Extracted data entries:
-- -- --
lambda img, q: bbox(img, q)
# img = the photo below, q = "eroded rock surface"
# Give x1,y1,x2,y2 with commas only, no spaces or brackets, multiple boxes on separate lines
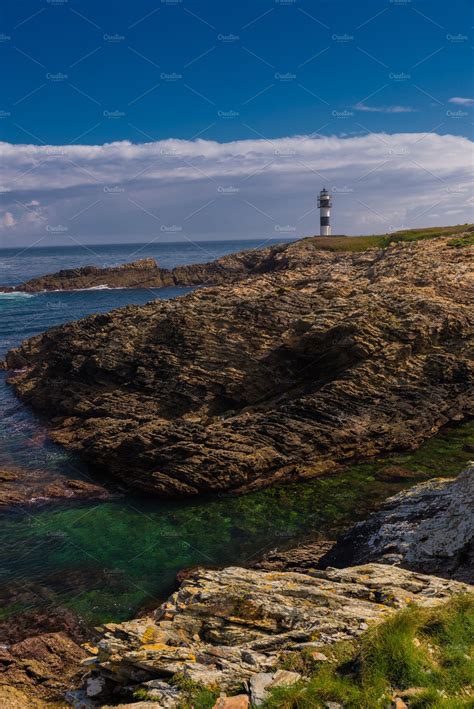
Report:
0,686,50,708
253,540,335,573
5,235,473,495
319,464,474,582
82,564,471,703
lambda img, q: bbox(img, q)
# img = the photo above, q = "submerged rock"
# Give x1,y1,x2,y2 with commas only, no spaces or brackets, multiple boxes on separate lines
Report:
0,466,118,509
319,463,474,582
81,563,471,701
4,235,473,496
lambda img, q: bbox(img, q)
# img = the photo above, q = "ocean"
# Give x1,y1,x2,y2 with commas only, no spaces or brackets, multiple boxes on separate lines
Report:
0,239,471,628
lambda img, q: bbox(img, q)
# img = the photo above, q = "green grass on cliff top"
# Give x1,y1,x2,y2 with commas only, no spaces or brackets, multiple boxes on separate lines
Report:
303,224,474,252
262,594,474,709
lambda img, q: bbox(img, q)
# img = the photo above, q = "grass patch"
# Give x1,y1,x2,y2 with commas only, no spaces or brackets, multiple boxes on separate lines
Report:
171,673,220,709
448,233,474,248
303,224,473,253
263,595,474,708
132,687,158,702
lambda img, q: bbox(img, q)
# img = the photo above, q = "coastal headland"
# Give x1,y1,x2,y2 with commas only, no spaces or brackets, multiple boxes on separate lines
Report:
4,226,473,495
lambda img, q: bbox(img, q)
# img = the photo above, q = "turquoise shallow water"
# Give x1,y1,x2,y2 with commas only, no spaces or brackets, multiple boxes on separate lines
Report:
0,240,472,628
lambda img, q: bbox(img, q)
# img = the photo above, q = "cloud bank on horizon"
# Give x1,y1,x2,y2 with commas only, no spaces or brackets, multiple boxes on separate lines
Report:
0,131,472,247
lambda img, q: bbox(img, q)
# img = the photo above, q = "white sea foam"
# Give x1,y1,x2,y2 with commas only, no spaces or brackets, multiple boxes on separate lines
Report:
41,284,129,293
0,291,34,299
71,284,115,291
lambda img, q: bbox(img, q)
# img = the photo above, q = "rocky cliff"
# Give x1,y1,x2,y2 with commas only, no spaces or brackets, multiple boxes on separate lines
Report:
4,234,473,495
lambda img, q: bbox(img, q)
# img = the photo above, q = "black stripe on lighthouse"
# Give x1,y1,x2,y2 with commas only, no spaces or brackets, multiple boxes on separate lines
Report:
321,216,330,226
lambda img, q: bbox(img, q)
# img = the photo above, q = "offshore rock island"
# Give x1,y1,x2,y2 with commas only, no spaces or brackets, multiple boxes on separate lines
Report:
0,254,254,293
4,228,473,496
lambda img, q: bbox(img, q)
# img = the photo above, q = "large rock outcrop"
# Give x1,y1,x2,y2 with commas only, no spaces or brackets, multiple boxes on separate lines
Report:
4,235,473,495
79,563,471,705
319,463,474,583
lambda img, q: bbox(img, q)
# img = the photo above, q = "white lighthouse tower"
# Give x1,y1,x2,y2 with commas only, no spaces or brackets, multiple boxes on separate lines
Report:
317,188,332,236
-- -- --
EXERCISE PROMPT
Return every line from the entries that holds the string "cliff".

EXERCISE SOLUTION
# img = the photo above, q = "green grass on cliff top"
# img = the photo above, q = "rocky cliff"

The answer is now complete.